##### Rows #####

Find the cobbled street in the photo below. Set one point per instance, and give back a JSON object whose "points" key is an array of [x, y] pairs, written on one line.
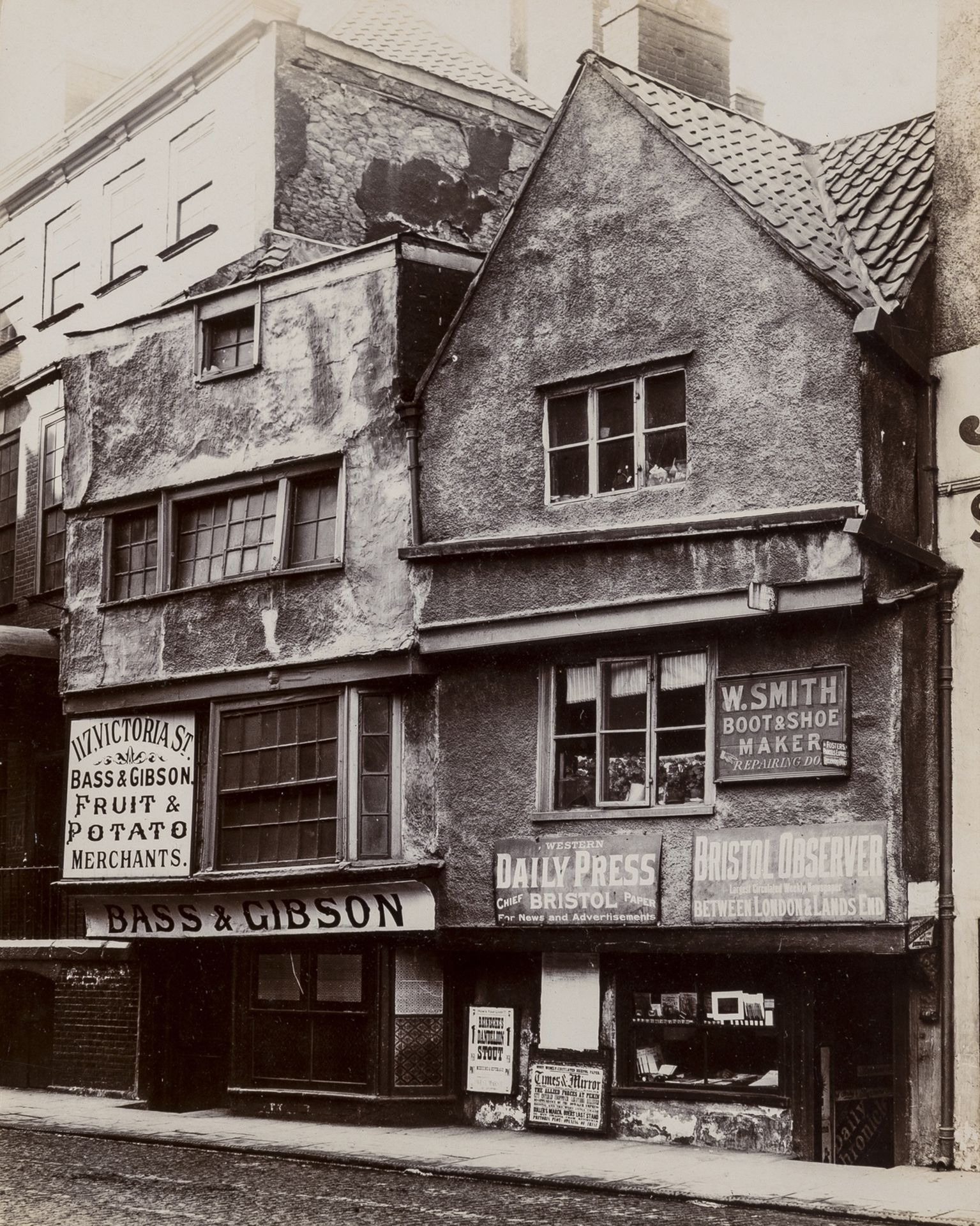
{"points": [[49, 1180]]}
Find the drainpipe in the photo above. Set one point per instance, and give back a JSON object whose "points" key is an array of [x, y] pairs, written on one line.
{"points": [[947, 914], [410, 414]]}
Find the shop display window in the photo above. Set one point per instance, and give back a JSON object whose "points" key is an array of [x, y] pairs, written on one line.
{"points": [[700, 1034]]}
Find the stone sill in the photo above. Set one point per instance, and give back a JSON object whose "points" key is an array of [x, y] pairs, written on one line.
{"points": [[189, 241], [291, 573]]}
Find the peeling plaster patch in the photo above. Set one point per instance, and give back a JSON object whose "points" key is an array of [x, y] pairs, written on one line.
{"points": [[269, 626], [501, 1115]]}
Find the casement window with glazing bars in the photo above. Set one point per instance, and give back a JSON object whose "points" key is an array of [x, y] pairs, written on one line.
{"points": [[306, 782], [615, 437], [628, 732], [231, 530]]}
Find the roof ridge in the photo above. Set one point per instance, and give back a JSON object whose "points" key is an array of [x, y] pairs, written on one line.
{"points": [[351, 24]]}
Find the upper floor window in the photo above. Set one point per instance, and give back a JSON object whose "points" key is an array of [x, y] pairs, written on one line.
{"points": [[11, 291], [63, 248], [285, 771], [192, 179], [629, 732], [52, 513], [229, 530], [616, 437], [124, 199], [9, 465]]}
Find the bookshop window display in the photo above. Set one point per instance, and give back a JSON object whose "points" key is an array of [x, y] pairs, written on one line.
{"points": [[703, 1033]]}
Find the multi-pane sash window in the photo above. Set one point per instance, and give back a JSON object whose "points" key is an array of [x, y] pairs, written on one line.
{"points": [[52, 514], [134, 554], [631, 732], [312, 1018], [282, 524], [126, 238], [11, 291], [374, 785], [9, 464], [278, 785], [63, 258], [616, 437], [225, 536], [230, 342], [192, 178]]}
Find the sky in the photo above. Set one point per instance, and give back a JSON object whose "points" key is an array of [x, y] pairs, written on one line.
{"points": [[825, 68]]}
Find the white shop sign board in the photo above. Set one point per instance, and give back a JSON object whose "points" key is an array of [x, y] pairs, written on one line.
{"points": [[490, 1054], [130, 796]]}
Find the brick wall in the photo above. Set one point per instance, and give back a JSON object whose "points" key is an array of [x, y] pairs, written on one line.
{"points": [[96, 1027], [362, 155]]}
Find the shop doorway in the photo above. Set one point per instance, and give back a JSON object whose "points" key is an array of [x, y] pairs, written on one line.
{"points": [[856, 1066], [26, 1030], [190, 1027]]}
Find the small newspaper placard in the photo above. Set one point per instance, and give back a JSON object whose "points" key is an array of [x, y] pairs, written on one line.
{"points": [[490, 1056]]}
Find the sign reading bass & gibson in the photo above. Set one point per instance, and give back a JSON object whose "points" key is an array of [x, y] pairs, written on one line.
{"points": [[832, 874], [398, 906], [554, 881], [781, 725], [130, 796]]}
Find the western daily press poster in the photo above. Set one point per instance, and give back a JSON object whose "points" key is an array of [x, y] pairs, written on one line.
{"points": [[130, 796]]}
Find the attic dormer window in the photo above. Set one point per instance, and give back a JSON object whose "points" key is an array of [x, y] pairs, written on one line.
{"points": [[229, 335], [616, 437]]}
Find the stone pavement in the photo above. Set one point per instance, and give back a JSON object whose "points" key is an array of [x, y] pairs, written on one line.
{"points": [[907, 1195]]}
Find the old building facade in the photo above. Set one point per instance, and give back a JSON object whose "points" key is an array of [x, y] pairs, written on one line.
{"points": [[253, 145], [679, 595]]}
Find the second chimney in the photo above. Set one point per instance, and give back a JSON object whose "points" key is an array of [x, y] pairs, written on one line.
{"points": [[682, 42]]}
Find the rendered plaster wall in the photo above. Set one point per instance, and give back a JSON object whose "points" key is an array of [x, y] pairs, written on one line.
{"points": [[140, 422], [488, 761], [620, 252], [361, 155], [496, 585]]}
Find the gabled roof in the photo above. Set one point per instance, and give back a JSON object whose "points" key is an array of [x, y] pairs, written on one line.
{"points": [[881, 184], [390, 30], [856, 211]]}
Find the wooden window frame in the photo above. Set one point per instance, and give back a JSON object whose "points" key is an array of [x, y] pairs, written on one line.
{"points": [[202, 129], [591, 389], [47, 421], [171, 503], [546, 807], [210, 313], [349, 773], [122, 182], [10, 330]]}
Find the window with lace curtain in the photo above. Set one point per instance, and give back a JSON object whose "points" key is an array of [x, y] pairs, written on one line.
{"points": [[629, 732]]}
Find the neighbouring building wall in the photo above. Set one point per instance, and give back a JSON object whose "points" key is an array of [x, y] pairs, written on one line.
{"points": [[957, 367], [617, 275], [361, 155]]}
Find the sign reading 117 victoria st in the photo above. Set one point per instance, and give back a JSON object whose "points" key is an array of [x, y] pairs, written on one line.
{"points": [[612, 879], [130, 796]]}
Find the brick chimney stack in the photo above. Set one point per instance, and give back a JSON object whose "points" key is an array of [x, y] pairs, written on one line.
{"points": [[682, 42]]}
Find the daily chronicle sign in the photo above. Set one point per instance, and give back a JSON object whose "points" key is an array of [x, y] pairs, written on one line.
{"points": [[130, 796]]}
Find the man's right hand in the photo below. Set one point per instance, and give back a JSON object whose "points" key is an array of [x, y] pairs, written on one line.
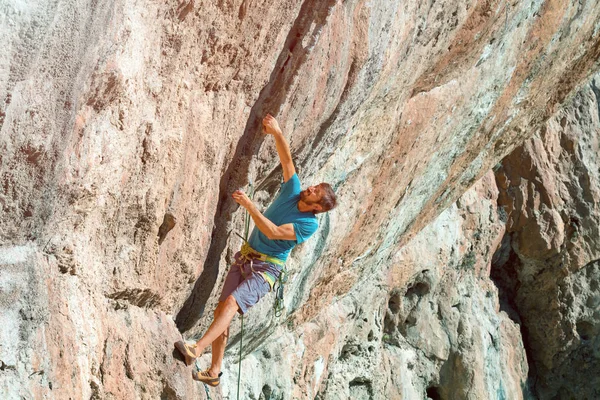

#####

Exercise directions = Report only how many lines of the records above contain the string "roof", treating uppercase and lowercase letters as different.

Response below = 2